**Stated goal:**
Reproduce exactly the final portion of the data: every line from the one containing "Return one point per instance of the concrete pillar" through the last line, inclusive.

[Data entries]
════════════════

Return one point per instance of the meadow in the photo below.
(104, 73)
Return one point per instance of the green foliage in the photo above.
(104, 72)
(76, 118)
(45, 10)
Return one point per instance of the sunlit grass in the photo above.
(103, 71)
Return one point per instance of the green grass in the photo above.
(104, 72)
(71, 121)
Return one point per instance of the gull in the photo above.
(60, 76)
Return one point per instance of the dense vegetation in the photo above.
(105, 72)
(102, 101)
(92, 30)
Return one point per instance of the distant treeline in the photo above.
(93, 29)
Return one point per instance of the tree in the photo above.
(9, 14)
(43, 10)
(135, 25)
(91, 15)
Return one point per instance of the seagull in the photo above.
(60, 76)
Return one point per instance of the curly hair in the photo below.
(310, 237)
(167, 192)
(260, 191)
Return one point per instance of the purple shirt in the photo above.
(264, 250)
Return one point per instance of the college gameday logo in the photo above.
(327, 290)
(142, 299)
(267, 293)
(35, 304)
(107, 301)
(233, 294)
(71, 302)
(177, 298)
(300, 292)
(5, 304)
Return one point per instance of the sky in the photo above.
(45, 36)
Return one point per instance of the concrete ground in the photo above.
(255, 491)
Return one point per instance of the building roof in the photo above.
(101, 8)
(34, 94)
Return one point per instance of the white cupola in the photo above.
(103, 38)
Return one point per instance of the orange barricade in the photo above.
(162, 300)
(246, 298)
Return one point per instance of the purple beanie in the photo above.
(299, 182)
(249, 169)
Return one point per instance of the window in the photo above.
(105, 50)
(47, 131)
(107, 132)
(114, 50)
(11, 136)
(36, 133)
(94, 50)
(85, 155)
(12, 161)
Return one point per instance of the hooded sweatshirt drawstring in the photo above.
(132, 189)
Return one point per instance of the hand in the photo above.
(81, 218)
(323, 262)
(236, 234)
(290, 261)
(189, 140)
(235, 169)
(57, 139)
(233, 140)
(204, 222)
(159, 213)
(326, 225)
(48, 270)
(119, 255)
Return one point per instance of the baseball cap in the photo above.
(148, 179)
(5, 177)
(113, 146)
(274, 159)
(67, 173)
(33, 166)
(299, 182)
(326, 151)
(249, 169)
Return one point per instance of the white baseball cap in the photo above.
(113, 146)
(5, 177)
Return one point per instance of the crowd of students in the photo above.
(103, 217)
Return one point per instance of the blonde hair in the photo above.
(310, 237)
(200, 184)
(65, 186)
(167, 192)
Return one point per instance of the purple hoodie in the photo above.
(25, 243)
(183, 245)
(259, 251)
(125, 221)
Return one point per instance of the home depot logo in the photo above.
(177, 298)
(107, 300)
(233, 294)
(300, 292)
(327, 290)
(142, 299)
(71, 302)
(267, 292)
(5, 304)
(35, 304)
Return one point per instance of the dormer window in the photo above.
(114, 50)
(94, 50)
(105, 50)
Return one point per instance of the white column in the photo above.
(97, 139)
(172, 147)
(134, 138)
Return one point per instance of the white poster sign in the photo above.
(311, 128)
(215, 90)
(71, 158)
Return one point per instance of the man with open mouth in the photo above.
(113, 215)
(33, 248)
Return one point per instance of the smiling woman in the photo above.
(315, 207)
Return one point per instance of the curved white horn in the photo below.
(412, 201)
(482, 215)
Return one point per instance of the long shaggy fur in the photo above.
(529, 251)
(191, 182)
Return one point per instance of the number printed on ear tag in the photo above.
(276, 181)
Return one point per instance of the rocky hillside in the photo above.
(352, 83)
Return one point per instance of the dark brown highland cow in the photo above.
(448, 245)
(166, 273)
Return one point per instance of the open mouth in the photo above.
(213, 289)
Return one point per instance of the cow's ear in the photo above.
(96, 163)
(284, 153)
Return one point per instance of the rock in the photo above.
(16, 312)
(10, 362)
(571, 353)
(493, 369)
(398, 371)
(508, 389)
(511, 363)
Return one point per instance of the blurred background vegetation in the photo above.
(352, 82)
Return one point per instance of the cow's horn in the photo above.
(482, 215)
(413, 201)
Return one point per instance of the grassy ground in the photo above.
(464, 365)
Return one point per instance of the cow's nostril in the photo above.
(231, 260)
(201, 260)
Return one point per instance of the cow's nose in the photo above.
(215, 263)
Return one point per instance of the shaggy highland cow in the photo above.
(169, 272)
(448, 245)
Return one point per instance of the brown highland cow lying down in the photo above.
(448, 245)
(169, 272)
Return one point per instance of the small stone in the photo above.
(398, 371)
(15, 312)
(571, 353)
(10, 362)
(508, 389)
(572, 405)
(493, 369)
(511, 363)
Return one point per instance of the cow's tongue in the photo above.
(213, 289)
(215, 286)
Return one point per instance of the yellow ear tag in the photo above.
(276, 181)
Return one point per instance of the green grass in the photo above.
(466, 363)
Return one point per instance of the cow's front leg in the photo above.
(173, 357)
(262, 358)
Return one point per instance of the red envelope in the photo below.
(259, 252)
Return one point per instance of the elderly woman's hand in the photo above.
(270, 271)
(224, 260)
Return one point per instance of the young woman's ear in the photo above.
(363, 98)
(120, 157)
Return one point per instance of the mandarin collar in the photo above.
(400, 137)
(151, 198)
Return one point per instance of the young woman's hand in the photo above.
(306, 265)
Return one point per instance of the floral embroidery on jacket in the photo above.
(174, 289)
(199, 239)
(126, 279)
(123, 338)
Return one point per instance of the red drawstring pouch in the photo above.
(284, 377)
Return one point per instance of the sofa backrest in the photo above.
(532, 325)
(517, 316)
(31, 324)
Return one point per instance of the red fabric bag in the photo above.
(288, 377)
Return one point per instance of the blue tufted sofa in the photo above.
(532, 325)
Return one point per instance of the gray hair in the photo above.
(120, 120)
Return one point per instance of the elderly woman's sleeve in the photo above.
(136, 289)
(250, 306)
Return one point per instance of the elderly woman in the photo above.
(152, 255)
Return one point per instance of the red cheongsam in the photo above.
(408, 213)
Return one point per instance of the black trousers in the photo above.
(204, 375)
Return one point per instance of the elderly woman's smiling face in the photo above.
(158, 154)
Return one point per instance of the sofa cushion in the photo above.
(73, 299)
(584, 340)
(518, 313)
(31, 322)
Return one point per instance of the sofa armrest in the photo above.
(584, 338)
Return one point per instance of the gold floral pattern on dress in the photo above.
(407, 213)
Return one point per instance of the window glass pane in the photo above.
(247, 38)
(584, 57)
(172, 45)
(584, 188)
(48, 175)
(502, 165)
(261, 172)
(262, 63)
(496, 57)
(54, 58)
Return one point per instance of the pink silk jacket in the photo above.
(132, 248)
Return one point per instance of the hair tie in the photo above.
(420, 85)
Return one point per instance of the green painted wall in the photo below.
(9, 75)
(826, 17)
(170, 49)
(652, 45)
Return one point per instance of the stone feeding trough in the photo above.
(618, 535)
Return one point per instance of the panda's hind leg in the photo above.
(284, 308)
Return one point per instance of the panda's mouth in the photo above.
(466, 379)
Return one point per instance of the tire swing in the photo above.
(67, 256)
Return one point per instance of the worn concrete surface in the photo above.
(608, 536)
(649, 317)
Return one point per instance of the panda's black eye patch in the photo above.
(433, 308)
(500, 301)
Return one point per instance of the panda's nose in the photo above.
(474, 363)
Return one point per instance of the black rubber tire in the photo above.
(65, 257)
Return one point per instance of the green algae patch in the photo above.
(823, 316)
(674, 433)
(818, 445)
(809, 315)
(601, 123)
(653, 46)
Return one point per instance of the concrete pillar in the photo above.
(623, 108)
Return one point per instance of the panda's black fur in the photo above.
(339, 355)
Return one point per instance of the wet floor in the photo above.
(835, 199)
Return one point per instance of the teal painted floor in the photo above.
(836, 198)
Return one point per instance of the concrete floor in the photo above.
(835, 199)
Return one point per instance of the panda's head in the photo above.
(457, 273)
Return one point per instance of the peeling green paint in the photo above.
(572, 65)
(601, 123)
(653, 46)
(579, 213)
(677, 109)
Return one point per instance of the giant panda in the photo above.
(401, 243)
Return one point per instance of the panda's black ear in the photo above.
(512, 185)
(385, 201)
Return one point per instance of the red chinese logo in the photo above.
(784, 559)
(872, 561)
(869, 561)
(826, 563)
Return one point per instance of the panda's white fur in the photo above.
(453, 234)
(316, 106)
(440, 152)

════════════════

**Right answer:**
Return one point per instance of the concrete pillar in the photo above.
(623, 108)
Return one point per instance of the panda's black fur in the photo above.
(339, 355)
Return one point per instance of the wet floor in the photo above.
(835, 199)
Return one point per instance of the teal painted floor in the photo above.
(836, 198)
Return one point per instance of the concrete floor in the photo above.
(835, 199)
Return one point per instance of the panda's head in the photo above.
(457, 273)
Return one point per instance of the peeling green paint in the photo above.
(572, 65)
(601, 123)
(653, 46)
(579, 213)
(677, 109)
Return one point per instance of the giant panda in the photo above.
(401, 243)
Return one point per instance of the panda's black ear in the photo above.
(512, 185)
(385, 201)
Return one point per instance of the red chinese logo in the photo above.
(784, 559)
(872, 561)
(869, 561)
(826, 563)
Return one point per instance of the panda's white fur in the photo above.
(453, 234)
(316, 106)
(440, 152)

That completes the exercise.